## [Task data]
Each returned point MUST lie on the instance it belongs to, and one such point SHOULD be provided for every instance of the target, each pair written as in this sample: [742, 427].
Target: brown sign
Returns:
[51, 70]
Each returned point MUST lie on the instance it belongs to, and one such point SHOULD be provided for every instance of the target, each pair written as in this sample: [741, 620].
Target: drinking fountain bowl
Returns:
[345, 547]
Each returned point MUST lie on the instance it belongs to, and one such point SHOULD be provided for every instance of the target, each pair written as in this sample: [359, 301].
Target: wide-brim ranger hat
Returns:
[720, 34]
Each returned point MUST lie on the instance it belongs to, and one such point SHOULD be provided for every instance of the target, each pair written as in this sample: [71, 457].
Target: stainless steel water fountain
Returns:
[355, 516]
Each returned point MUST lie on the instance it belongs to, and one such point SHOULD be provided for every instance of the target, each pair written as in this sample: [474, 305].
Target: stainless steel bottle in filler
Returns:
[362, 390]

## [Problem to work on]
All of the material above needs to be retyped word for word.

## [Exercise result]
Each returned point MUST lie on the instance it belongs to, and one such point SHOULD be provided for every instance of the target, each pair written as in this sample: [742, 427].
Target: brown sign
Returns:
[51, 70]
Each returned point MUST lie on the instance it belongs to, and one such point SHOULD be provided for every instance of the target, each pair written as in this sample: [741, 620].
Target: drinking fountain bowl
Returns:
[345, 547]
Each returned point MUST lie on the instance it belongs to, and one such point SHOULD be provided for every instance of the target, each pair written as in this sample: [359, 301].
Target: wide-brim ranger hat
Returns:
[720, 34]
Each returned point MUST lie on the instance it belongs to, and one such point SHOULD be provided for every instance of the target, each pair written as in this sample: [71, 457].
Target: stainless steel water fountain
Returns:
[355, 516]
Each returned point MUST lie on the instance it belongs to, and one such point SHOULD be provided for every instance of the target, each pair written as in this sample: [474, 305].
Target: stainless steel bottle in filler
Returns:
[362, 390]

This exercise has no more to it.